DataScience AMJ Road Map


1. Use Case: Profanity Filter


Problem: Detect profanity words and flag such Content.

RoadMap:

  1. Feasibility Track (effort: one week)
    1. review existing methods: look-up based and model-based
    2. create positive and negative test data
      1. seed test data from public data sets: cmu, kaggle and other sources, word list, word list
      2. create own test data
    3. run profanity, and better_profanity, profanity_check
    4. ensemble them
    5. evaluate the performance on individual and ensemble approaches on test data
    6. design document
  2. Production Track (effort: one week)
    1. Design Review and Documentation (telemetry, and data models for capturing feedback)
    2. Write test cases for positive and negative examples 
    3. Add profanity flagging tag to existing Auto Tagging Module
    4. And possibly write an "alert event" if a profanity tag turn positive

Rest of the flow is same as Productionizing Auto Tagging

Task Dependency Graph

1 → 2

(1a | 1b) → 1c → 1d → 1d → 1e → 1f 

2a → 2b → 2c → 2d

External Dependencies

  1. DS VM 

DS Resources:

  1. Tech Manager 
  2. One DS developer  (can be split between two)
  3. Solution Manager: Mohit

TBD: Align it with AMJ Sprint Cycles

2. Use Case: Content Reuse


Problem: Story

RoadMap:

Experiment Track

  1. Data Sourcing (effort: one week)
    1. Pick Maths, NCERT Grade 10 Textbook (which is the basis for NCF or NCERT framework in the platform), convert it to JSON data using
      1. Google ocr-uri
      2. pypdf2
    2. Filter and prepare MVC test data
  2. Taxonomy Enrichment (effort: one week)

**Questions on the material**
[1] Print the stretch of the road map from "1. Feasibility Track" through "Production Track (effort: one week)".
[2] List every item in the road map that is marked with an effort of one week.
The rows after this point are separate material, unrelated to the road map.

**Extracted data**

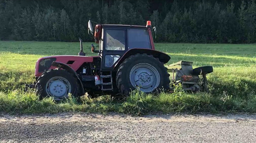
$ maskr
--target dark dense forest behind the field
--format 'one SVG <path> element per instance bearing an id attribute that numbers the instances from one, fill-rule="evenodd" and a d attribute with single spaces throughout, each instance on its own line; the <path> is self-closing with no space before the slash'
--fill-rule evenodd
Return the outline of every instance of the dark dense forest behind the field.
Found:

**Solutions to the tasks**
[1]
1. Feasibility Track (effort: one week)
    1. review existing methods: look-up based and model-based
    2. create positive and negative test data
      1. seed test data from public data sets: cmu, kaggle and other sources, word list, word list
      2. create own test data
    3. run profanity, and better_profanity, profanity_check
    4. ensemble them
    5. evaluate the performance on individual and ensemble approaches on test data
    6. design document
  2. Production Track (effort: one week)

[2]
- Feasibility Track
- Production Track
- Data Sourcing
- Taxonomy Enrichment